I am one of those people.  I put my tree up the day after Thanksgiving and I would leave it up until Epiphany if I could (given that the husband has endured the tree for little over a month, I
cave to the pressure to take it down New Year's Eve Day).  I genuinely love Christmas music.  I love Holiday Parties, Holiday Cards, Holiday DecorationsGiven that I am not Christian, it does seem somewhat bizarre that I embrace this season so fully.  But I think I love the way lights shine through ornaments, the simple joy of keeping in touch with friends and family with a handwritten note, the presentation of tokens of how one feels to another person, the way the house feels warm and cozy once a seven-foot tree has taken up valuable real estate, and the feast of rich foods with family around a crowded table.

I know that this season gets hectic for people (me included!), what with the parties, the ice skating, the dinners, the turns around the carousel, the obligations, the shopping for those aforementioned tokens.  This year, I have been taking good care of myself--lots of yoga, lots of lounging--and I have been trying to keep the hectic sense to a minimum.  Even if there is as much to do, I have been trying to do just that one thing.  I am not always successful, but it's an attempt at least.

So Thursday night, we had book club, and I made these gougères.  I love gougères:  I love their kitschy quality--come on, people, I made cheese puffs!--but I also just love the way they look and taste.  The light dough is called pâte à choux, a method of making dough that contains only flour, water, butter, and eggs, a spin around a stovetop pot, and a half an hour in the oven.  The dough rises because of the high moisture content; the steam makes these fantastic caverns into which one can easily stuff cream (profiteroles!) or, as in this case, apples, bacon, and sage.

I made some adjustments to the recipe.  If you want to see the original, click on the Food Network Magazine link below.  I think this recipe needs a little more work.  I used a smoky bacon, and I think that was the wrong choice.  Go with the prosciutto as in the original recipe or with a not-so-smoky bacon.  However, the original recipe was a little unhelpful in terms of amounts.  I had six gargantuan honey crisp apples, and I ended up using only four.  The "one bunch" of sage was also misleading, so I chopped up some sage and put it in the apple mixture, which was great.

I do think that with some more modifications, these could be fantastic appetizers at any family holiday gathering.  While the peeling and coring of the apples is the most time consuming part of the recipe, it is also oddly satisfying.  You can't rush it.  You have to just be peeling and coring apples.  I like that.  

Finally, a word about book club.  We read Telegraph Avenue by Michael Chabon.  It was a lovely gathering of readers, but the book was not to my taste.  In fact, Michael Chabon is not to my taste.  Let me digress for a moment:  In late November, in The New York Times Book Review, Jess Row wrote about Sherman Alexie's new collection Blasphemy; in her review, she claimed that "Alexie’s gifts have hardened and become reflexive over time. Alexie began writing in an era dominated by the dirty realists — the unholy trinity of Raymond Carver, Tobias Wolff and Richard Ford — and his work shares with theirs a certain bluntness and rawness, an aversion to sensory description, nuance or context, and an overriding interest in (some might say obsession with) male solitude as a fount of life lessons. There’s a tendency in Alexie’s work to condense experience and biography into two- or three-sentence packages...The effect of all this workmanlike prose is a desire to skim for the funny parts, which show up with great regularity, two or three to a page, like jokes in a sitcom script."

--------------------

▶ _TASK LIST_
1/ Summarize the post in three sentences.
2/ Quote the post word for word, starting with "I am one of" and going on through "a crowded table.".

--------------------

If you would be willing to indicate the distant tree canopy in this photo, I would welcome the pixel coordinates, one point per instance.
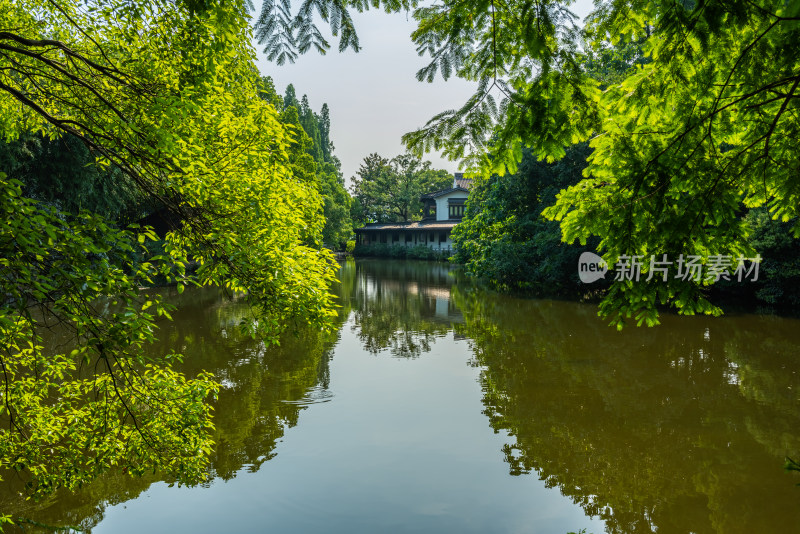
(703, 124)
(317, 144)
(505, 240)
(162, 98)
(389, 190)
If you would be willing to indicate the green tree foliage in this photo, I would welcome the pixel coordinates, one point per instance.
(505, 240)
(313, 154)
(166, 93)
(703, 126)
(389, 190)
(61, 172)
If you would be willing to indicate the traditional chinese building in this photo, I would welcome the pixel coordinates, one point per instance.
(441, 211)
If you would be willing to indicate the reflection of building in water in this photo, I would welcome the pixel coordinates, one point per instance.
(403, 306)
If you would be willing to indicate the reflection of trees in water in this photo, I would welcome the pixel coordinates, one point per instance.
(250, 414)
(681, 428)
(401, 306)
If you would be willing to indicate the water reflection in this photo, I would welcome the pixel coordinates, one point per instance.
(681, 428)
(402, 306)
(264, 391)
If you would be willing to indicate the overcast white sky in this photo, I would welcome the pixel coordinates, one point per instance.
(373, 96)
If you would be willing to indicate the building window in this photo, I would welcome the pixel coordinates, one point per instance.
(456, 211)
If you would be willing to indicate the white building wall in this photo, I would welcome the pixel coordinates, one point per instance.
(442, 213)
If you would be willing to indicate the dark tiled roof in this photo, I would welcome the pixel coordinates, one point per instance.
(465, 183)
(437, 194)
(417, 225)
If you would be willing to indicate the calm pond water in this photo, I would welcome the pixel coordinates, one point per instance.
(440, 407)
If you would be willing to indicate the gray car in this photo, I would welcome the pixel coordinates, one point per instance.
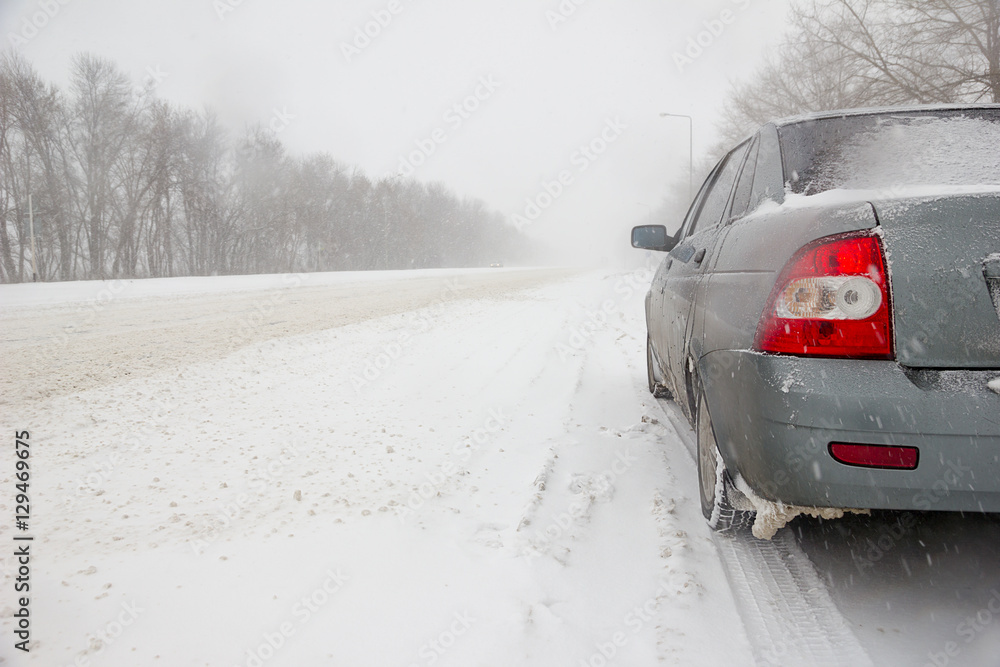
(828, 316)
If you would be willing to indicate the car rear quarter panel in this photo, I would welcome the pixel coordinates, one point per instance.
(752, 255)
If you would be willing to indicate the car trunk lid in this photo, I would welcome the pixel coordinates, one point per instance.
(944, 264)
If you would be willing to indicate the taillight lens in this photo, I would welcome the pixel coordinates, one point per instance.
(831, 300)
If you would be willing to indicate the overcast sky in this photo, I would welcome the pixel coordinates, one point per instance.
(535, 81)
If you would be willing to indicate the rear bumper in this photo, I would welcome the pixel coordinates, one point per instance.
(775, 418)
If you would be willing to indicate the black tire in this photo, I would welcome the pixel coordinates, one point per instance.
(716, 505)
(657, 389)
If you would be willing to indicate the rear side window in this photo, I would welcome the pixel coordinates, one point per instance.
(717, 198)
(744, 187)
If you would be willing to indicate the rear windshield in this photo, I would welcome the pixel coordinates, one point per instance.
(957, 147)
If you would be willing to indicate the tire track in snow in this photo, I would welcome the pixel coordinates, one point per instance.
(787, 611)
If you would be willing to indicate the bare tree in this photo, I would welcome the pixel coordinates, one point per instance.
(853, 53)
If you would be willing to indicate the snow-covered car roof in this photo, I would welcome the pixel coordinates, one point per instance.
(871, 111)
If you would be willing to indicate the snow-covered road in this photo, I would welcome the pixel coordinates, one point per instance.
(427, 468)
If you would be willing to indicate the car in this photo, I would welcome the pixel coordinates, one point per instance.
(827, 317)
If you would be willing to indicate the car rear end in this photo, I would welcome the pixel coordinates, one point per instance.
(855, 330)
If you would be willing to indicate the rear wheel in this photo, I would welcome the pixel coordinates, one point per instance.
(656, 388)
(715, 486)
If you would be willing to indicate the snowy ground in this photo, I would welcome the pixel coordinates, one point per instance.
(429, 468)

--------------------

▶ _ANSWERS TO THE TASKS_
1/ The writer, though not Christian, loves the Christmas season and has been trying to keep its hectic side to a minimum this year. For book club on Thursday night, the writer made gougères filled with apples, bacon, and sage, adjusting a Food Network Magazine recipe that the writer thinks still needs work. The club read Telegraph Avenue by Michael Chabon, and the book was not to the writer's taste.

2/
I am one of those people.  I put my tree up the day after Thanksgiving and I would leave it up until Epiphany if I could (given that the husband has endured the tree for little over a month, I
cave to the pressure to take it down New Year's Eve Day).  I genuinely love Christmas music.  I love Holiday Parties, Holiday Cards, Holiday DecorationsGiven that I am not Christian, it does seem somewhat bizarre that I embrace this season so fully.  But I think I love the way lights shine through ornaments, the simple joy of keeping in touch with friends and family with a handwritten note, the presentation of tokens of how one feels to another person, the way the house feels warm and cozy once a seven-foot tree has taken up valuable real estate, and the feast of rich foods with family around a crowded table.